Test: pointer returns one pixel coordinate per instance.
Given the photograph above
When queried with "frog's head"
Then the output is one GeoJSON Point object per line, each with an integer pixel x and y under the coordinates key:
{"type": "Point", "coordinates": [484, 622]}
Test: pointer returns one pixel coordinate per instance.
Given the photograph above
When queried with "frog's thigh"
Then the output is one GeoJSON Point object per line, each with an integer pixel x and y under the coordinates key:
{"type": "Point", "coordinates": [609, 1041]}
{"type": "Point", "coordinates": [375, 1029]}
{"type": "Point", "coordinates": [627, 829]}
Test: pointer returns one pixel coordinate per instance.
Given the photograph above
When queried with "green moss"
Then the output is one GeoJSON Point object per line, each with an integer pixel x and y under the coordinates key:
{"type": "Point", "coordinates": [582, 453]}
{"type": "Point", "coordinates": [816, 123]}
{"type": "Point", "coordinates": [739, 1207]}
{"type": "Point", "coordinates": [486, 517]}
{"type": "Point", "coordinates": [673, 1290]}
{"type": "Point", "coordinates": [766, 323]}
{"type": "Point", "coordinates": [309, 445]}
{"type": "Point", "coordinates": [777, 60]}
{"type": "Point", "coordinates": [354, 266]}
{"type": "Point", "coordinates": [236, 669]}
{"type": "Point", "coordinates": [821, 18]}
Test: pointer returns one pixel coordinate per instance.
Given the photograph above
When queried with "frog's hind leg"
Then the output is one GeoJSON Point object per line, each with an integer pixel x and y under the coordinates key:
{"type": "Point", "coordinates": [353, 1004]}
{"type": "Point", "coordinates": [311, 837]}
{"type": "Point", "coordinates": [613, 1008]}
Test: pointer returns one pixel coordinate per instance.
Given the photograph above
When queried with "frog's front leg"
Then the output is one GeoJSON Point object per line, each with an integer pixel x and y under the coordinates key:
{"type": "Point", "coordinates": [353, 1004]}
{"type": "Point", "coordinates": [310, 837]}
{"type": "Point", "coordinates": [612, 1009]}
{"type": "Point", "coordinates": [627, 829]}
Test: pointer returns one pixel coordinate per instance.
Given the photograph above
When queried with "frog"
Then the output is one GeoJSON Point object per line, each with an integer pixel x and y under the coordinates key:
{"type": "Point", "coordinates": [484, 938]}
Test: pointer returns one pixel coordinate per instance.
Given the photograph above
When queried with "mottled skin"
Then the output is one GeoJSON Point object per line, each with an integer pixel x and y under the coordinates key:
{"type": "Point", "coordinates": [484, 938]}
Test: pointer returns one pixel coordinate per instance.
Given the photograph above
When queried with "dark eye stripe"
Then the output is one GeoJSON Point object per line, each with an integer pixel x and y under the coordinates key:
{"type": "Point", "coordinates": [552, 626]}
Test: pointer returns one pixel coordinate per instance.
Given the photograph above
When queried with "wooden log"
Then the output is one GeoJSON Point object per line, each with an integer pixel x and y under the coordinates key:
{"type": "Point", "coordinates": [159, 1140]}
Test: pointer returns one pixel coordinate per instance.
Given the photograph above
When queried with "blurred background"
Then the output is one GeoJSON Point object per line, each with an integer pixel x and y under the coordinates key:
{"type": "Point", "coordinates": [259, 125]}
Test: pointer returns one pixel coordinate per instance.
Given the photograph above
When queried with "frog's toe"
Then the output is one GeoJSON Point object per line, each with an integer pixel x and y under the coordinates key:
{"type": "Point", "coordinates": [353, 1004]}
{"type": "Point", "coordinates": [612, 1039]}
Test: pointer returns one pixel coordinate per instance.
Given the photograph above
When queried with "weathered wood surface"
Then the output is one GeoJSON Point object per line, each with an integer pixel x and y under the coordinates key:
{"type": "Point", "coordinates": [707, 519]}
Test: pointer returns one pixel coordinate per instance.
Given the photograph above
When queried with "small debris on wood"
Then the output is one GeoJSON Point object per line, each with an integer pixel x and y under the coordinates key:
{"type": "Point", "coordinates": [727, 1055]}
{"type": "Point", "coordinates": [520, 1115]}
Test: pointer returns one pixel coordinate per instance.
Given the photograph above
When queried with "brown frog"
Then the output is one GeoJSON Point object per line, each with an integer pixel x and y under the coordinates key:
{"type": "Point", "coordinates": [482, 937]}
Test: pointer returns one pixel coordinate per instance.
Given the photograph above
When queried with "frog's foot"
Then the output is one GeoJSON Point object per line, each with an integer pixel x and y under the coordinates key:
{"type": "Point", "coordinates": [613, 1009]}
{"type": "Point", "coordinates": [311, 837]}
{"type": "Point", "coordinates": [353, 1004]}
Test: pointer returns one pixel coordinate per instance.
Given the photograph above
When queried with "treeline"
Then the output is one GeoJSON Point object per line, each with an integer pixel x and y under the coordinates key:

------------

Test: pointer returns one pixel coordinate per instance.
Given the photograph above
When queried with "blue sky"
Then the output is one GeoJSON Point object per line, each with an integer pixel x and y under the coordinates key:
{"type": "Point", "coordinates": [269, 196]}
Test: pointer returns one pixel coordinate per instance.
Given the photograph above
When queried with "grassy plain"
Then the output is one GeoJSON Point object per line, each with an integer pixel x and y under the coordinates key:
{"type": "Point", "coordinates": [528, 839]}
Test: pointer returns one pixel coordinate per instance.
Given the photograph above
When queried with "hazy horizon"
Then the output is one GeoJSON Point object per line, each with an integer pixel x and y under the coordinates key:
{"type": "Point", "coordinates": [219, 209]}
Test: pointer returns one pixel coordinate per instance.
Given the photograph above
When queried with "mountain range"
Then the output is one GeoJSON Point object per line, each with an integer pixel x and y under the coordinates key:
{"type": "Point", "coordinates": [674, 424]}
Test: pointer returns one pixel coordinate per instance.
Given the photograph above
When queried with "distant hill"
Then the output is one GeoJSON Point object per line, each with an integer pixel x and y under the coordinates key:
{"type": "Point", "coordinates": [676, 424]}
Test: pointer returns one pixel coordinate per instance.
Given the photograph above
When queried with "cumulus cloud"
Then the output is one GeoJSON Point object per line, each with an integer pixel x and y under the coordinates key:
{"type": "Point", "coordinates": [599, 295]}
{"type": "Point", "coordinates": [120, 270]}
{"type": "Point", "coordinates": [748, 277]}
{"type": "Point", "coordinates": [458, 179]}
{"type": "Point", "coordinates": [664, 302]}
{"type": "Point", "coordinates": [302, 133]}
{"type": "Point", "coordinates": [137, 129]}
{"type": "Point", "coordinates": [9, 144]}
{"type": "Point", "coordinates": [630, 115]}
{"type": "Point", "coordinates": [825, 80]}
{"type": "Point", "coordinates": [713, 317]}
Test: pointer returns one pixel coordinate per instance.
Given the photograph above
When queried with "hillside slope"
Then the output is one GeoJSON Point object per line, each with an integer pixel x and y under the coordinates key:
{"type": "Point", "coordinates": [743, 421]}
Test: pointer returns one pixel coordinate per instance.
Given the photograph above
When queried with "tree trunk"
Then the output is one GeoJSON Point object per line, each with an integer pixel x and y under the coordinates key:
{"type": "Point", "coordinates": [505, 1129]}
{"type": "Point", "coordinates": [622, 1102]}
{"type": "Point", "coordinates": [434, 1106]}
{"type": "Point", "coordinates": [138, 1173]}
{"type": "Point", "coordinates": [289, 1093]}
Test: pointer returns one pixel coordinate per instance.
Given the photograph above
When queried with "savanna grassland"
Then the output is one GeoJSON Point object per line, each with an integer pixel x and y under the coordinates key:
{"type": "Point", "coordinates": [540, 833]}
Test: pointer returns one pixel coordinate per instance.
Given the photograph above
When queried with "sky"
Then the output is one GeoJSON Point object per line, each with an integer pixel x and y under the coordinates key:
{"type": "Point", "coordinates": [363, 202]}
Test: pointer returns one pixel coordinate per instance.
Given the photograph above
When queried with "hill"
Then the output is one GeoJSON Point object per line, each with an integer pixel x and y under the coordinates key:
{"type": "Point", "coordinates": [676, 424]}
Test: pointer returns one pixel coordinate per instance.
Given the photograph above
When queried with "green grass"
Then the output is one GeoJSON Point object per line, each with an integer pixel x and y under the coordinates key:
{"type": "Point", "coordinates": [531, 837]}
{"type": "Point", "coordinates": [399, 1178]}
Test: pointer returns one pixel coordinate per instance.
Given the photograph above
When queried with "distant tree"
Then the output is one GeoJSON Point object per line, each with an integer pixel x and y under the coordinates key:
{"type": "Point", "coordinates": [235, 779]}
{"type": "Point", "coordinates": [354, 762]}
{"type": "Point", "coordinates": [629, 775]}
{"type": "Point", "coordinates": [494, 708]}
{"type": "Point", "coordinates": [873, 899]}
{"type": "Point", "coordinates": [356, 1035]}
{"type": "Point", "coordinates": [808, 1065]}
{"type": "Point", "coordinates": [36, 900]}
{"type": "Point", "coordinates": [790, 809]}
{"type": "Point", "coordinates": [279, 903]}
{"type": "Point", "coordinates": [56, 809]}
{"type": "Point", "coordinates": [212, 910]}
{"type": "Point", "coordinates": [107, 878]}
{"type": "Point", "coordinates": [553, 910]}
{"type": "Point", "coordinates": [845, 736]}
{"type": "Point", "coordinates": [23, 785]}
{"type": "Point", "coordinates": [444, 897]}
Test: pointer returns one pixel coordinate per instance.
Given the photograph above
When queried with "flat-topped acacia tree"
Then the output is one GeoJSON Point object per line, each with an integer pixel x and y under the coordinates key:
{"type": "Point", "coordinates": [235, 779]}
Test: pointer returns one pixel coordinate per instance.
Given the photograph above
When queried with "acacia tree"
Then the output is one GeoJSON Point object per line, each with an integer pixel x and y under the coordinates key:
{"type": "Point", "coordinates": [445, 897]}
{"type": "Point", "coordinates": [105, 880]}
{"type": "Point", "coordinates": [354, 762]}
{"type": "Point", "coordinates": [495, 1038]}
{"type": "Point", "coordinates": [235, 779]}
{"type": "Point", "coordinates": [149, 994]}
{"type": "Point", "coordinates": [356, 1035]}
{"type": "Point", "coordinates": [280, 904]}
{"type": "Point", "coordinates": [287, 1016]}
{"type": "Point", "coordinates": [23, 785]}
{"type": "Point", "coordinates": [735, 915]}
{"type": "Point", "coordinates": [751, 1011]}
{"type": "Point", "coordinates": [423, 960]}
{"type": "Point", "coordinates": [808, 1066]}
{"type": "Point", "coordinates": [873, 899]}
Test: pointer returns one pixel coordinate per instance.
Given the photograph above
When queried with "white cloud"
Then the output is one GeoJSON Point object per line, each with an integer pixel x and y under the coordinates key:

------------

**EXERCISE INSTRUCTIONS**
Pull out every line of the entries above that contains the word "green", and list each such line in full.

**COMPLETE OUTPUT**
When queried with "green moss"
When queried with "green grass"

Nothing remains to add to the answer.